Written problem:
Can you write out the whole listing exactly?

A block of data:
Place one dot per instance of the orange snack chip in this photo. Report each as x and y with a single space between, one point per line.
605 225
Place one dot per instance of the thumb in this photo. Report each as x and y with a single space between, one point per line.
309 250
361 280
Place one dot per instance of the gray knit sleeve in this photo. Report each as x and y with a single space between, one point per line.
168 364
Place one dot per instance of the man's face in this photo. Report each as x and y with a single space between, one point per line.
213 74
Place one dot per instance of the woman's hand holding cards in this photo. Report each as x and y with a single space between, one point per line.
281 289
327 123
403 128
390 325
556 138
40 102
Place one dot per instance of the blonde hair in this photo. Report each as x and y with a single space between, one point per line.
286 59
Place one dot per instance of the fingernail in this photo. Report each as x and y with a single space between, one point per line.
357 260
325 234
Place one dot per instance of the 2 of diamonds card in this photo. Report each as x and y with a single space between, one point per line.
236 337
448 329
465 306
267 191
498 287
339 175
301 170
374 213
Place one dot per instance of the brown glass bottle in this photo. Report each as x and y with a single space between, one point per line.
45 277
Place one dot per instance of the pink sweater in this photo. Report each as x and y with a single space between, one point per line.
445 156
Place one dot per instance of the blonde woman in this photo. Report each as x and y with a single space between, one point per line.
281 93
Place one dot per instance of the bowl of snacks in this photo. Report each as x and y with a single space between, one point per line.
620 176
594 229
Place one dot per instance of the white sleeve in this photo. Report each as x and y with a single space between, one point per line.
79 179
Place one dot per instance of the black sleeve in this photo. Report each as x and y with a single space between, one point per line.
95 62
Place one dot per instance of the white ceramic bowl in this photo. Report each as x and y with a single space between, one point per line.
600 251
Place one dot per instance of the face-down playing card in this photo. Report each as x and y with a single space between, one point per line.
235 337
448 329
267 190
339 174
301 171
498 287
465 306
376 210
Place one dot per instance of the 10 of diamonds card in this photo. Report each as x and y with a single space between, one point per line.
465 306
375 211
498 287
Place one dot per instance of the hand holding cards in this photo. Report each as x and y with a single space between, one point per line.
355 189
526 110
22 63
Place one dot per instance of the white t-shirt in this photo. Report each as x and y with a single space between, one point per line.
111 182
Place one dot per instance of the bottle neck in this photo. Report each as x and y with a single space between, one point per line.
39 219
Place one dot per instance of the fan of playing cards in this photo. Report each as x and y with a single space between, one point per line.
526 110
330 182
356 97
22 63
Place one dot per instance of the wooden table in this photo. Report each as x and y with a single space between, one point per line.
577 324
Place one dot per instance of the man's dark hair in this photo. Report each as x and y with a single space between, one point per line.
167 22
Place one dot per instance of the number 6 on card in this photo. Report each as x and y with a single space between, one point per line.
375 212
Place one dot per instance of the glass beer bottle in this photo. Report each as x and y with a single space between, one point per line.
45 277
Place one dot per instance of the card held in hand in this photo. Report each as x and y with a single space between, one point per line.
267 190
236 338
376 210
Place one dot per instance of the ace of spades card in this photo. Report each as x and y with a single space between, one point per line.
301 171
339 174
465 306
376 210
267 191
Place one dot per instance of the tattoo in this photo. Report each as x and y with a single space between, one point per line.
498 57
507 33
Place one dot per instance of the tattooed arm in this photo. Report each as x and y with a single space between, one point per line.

Task result:
Place one dot per instance of the orange snack chip in this photo. Report each as x and y with a single space between, one point per line.
605 225
Place one dot per instance of the thumb in this photo. Report each as x and y with a single space between, one point per line.
309 250
361 280
Place one dot per instance of the gray knit sleeve in this photo. Report each as x and y with a single space between, one point per line.
168 364
Place one dot per instance of the man's face in this photo. Report each as x and y with a single space between, one point per line.
213 74
Place one dot per instance of the woman's hand holding cards in this photo. Report each as x and y with a single space between, one point per line.
281 289
327 123
403 128
390 325
556 138
40 102
Place one dot per instance of the blonde hair in this photo. Report each as x and y with a single space between, one point per line.
286 59
Place one dot per instance of the fingernail in this photo. Report each as x and y with a single space between, one point per line.
357 260
325 234
Place one dot per instance of the 2 of diamonds card in this photo. Report each as x and y with a single space between, one point per line.
236 337
448 329
465 306
267 191
498 287
339 175
301 170
374 213
Place one dot per instance of the brown glass bottle in this photo. Report each as x and y with a single space between, one point per line.
45 277
Place one dot per instance of the pink sweater in this photo. Report each as x and y with a single space between, one point per line.
445 156
Place one dot per instance of the blonde woman in this photo. Report each as x and y with a single space between, one point per line.
281 93
Place one dot per instance of the bowl of snacks in this photo. Report each as x and y with a single space between, one point per line.
620 176
594 229
Place one dot per instance of the white sleeve in this photo. Report each as x and y with a single space between, one point per line.
79 179
Place one dot per instance of the black sleeve in this photo. Report each as x and y with a single space between, one point per line.
95 62
Place one dot per instance of the white ceramic bowl in this photo. Report each as x and y with a single space between, one point per line.
600 251
Place one dot per instance of the face-down playing card in this photo. Report each as x and y with a single space between, one point per line.
235 337
448 329
267 190
339 174
301 171
498 287
465 306
376 210
Place one dot per instance of the 10 of diamonds card in this photo. Report each as x and y with a single space between, one point per line.
465 306
375 211
498 287
Place one dot per instance of the hand holding cards in this photo. Report each as x and y with a single space between, one point per line.
355 189
526 110
22 63
Place one dot per instance of the white t-shirt in this photo. Report each as x and y with a single space between, one point per line.
111 182
Place one dot per instance of the bottle neck in this photo. Report each as x and y with a single space between, one point per line.
39 219
Place one dot per instance of the fan of playing cards in this photo. Report each as x and y with a single space between, one point per line.
526 110
330 182
356 97
22 63
Place one dot per instance of the wooden table in this photo. Report each as x and y with a single space between, one point per line.
577 324
Place one dot per instance of the man's dark hair in this photo. Report each as x and y with a single space between, one point per line.
167 22
Place one dot per instance of the number 6 on card in this photo. Report each as x and y with a single space between, one point per line.
375 212
Place one dot per instance of the glass beer bottle in this photo. Report each as x and y with a single space between, one point per line.
45 277
Place one dot per instance of the card held in hand in this photo. Report each as x and y with a single space between, one point per line.
267 190
236 338
376 210
Place one dot per instance of the ace of spades card in this photo. Report each as x and y with a single space between, one point per line.
301 171
339 174
465 306
376 210
267 191
Place one dot per instance of the tattoo in this photo. Report each as x and y with a single space between, one point per line.
498 57
507 33
Place one dot per instance of the tattooed arm in this photo. Report each as x and y with a single space between, one point per line.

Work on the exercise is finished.